━━ Record excerpts ━━

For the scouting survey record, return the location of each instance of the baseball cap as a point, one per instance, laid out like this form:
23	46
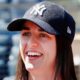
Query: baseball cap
49	16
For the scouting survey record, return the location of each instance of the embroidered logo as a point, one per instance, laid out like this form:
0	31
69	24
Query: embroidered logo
38	9
68	30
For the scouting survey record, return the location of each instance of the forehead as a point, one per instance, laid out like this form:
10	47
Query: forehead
30	25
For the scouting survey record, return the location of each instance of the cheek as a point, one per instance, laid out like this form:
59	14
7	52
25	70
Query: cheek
23	48
50	50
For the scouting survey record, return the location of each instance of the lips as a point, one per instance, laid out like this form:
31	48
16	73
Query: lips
34	54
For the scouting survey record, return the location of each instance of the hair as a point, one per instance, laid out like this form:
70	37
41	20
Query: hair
64	62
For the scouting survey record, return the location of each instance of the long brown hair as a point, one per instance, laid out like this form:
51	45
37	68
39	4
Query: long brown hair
64	62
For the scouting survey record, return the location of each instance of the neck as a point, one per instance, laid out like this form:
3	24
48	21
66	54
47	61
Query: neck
42	75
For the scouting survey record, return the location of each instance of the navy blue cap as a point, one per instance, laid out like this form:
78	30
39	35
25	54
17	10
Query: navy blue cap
51	17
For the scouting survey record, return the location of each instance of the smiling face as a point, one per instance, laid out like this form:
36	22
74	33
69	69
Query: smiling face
37	47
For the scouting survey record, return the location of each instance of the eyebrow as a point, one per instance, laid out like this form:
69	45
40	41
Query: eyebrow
39	29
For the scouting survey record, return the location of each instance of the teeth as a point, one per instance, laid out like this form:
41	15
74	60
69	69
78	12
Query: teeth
34	53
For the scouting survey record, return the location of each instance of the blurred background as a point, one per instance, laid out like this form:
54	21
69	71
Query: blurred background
9	41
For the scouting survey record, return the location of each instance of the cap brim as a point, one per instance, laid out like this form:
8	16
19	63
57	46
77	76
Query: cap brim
16	25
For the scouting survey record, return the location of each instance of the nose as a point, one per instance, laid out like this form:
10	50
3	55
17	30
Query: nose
33	43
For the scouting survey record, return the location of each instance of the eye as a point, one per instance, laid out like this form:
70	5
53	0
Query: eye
43	35
27	34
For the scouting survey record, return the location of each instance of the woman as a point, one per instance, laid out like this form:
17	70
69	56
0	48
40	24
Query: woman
47	31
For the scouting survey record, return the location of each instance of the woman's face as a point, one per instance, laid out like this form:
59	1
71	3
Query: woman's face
37	47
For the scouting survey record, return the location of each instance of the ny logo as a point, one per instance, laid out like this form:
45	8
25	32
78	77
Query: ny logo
38	9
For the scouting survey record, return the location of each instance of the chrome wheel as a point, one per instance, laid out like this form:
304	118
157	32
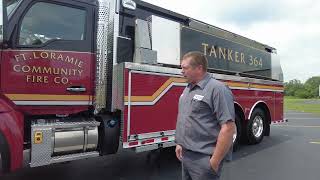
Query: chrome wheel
257	126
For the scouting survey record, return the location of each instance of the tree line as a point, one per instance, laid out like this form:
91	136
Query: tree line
309	89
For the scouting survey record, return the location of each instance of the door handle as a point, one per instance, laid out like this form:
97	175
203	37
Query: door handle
76	89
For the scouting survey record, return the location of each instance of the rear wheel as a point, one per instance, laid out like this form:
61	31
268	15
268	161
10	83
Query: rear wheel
256	126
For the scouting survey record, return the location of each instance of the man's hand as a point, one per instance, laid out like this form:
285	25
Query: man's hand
179	152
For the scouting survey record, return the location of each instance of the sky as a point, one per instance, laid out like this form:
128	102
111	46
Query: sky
290	26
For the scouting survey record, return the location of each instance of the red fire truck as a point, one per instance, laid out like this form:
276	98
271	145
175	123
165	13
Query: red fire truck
83	78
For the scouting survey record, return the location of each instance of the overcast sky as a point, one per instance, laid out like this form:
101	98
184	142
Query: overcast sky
291	26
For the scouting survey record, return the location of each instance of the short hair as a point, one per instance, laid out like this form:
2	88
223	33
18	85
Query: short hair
197	59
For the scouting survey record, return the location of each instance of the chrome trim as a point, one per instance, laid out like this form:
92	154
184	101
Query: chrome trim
122	37
154	146
116	21
76	89
52	103
118	87
144	148
129	4
62	136
129	105
102	54
254	106
72	157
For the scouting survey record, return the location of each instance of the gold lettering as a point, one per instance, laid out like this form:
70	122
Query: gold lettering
59	80
80	64
53	55
223	53
236	56
60	57
64	71
37	79
76	62
80	72
29	78
16	68
69	60
47	70
242	58
230	55
36	69
45	79
23	57
56	71
26	69
73	72
35	55
213	50
205	47
64	80
16	57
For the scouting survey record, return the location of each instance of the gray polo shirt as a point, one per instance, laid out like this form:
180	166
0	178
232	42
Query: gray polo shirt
203	108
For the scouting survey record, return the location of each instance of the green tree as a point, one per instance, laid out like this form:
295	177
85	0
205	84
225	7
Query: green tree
292	86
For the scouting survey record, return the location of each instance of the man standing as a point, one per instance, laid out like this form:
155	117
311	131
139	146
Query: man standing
205	124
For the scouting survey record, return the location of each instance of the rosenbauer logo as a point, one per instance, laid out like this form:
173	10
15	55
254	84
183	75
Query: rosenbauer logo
47	67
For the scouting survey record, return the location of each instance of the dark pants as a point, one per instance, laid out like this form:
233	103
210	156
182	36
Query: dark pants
196	166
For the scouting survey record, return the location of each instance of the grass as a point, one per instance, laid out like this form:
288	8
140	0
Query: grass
302	105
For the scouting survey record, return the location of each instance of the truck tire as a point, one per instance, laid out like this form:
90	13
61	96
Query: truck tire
256	126
4	156
237	136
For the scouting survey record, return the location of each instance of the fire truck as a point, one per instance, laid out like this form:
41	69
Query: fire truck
83	78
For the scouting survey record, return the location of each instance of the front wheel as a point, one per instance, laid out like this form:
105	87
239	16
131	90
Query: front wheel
256	126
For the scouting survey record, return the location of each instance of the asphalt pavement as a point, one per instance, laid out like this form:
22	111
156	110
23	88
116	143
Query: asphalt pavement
291	152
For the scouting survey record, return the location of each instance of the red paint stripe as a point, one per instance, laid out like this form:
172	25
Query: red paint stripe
147	141
165	139
134	143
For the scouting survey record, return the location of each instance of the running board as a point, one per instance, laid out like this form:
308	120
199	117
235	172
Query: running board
154	146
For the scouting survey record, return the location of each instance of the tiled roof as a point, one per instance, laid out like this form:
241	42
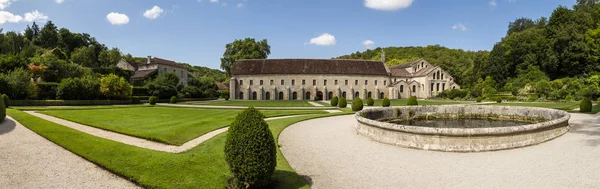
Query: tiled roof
142	73
309	66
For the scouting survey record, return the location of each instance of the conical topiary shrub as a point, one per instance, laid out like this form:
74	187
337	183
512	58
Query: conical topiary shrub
357	104
370	101
585	105
412	101
250	150
334	101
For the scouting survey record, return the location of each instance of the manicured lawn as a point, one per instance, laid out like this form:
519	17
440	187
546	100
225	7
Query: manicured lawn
201	167
163	124
255	103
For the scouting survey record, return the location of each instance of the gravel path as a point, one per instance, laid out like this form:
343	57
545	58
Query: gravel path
332	155
134	141
28	160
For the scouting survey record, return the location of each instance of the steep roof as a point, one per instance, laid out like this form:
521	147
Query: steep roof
309	66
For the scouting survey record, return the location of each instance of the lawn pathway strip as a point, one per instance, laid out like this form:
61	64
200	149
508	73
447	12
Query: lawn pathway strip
134	141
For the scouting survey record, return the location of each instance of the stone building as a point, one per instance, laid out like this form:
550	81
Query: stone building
305	79
154	67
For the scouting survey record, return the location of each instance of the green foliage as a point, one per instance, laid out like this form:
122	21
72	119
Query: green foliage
370	101
386	102
164	86
5	99
239	49
342	102
115	87
357	104
86	88
152	100
412	101
250	150
334	101
585	105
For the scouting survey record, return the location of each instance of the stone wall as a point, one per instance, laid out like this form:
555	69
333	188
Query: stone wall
462	139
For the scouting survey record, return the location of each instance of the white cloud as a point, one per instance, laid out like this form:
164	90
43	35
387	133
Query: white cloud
116	18
368	44
460	27
323	40
35	16
153	13
9	17
5	3
493	3
388	5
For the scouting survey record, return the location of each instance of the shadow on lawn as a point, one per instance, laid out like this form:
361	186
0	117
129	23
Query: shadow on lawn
589	127
6	126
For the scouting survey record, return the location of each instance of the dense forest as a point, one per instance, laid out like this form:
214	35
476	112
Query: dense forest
555	58
52	63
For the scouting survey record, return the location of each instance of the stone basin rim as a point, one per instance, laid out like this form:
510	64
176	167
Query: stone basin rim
565	116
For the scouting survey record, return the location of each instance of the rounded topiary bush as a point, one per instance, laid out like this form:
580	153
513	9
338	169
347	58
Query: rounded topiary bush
386	102
334	101
370	101
6	100
585	105
250	150
357	104
152	100
412	101
2	110
342	103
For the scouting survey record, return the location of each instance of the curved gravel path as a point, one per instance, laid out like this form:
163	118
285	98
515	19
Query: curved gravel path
139	142
332	155
28	160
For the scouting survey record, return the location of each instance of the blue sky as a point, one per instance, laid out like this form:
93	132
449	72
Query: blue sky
196	32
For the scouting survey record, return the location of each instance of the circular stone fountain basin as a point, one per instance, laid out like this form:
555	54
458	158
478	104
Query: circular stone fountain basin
537	125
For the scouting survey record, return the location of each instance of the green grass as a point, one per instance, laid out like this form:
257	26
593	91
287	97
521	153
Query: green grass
162	124
255	103
201	167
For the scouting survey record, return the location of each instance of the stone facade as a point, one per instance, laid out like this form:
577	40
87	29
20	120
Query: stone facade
305	79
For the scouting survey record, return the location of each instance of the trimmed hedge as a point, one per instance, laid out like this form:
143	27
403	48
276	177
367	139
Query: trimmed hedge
386	102
6	100
334	101
250	150
152	100
357	104
370	101
412	101
342	103
585	105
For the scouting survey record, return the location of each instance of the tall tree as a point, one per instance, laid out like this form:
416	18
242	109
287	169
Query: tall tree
247	48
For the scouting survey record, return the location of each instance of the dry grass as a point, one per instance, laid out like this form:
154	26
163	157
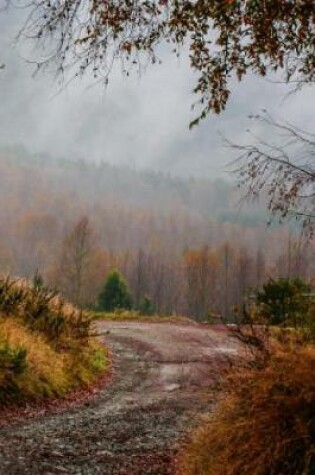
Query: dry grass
264	426
45	349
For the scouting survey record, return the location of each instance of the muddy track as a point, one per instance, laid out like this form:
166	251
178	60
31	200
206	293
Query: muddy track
160	387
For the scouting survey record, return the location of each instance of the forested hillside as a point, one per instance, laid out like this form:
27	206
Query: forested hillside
184	243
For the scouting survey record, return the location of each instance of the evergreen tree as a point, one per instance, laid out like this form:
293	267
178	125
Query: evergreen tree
285	301
146	306
115	294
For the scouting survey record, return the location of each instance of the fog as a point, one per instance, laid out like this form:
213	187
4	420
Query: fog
141	121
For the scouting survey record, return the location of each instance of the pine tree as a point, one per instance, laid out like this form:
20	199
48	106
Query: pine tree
115	294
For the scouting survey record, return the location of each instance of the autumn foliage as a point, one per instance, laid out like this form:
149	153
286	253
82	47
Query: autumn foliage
264	423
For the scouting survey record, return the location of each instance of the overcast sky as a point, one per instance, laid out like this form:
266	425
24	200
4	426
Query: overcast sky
142	122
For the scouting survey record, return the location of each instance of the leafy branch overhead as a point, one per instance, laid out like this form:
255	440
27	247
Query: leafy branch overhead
225	38
282	166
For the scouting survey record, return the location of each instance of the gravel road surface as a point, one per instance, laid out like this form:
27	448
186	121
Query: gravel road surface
160	387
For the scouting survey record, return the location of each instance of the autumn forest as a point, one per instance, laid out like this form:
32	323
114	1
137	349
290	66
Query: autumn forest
188	244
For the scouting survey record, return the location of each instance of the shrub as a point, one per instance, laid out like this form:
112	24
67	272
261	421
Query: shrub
45	348
265	425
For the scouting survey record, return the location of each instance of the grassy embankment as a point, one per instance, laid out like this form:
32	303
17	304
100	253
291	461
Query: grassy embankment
45	349
265	424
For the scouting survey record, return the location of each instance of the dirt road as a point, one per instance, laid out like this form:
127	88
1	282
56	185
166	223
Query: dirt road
162	372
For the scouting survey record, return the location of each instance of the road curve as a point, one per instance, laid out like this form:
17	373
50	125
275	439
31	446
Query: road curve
162	375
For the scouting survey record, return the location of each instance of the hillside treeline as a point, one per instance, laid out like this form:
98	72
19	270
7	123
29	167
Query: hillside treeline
184	243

━━━

— What the exercise asks —
Each line from the one containing "of the shrub" through the end of the entries, both included, is to be returned exactly, with no other lines.

— Right answer —
For the scouting survey record, return the location of each instance of the shrub as a point, one per instance, laid out like this form:
112	24
67	272
261	421
Query: shrub
45	348
265	425
For the scouting survey record, return the location of each instance of the grassy embankment as a point, one per instance, laid out like this form:
32	303
17	304
100	253
291	461
Query: grassy embankment
45	349
265	424
For the scouting survey record, return the location of each instance of the dirt road as a point, one per instance, laid out like this form:
127	88
1	282
56	185
166	223
Query: dirt road
162	372
For the scouting survey record, return the location of each instance of the road curve as a point, one per instance, laid out like this form:
17	373
50	125
275	439
31	446
Query: road curve
162	375
For the scouting survey record, return the location of each instance of the hillside treeline as a point, one per instance, laid out like this form:
98	72
19	270
7	123
29	167
Query: hillside treeline
184	243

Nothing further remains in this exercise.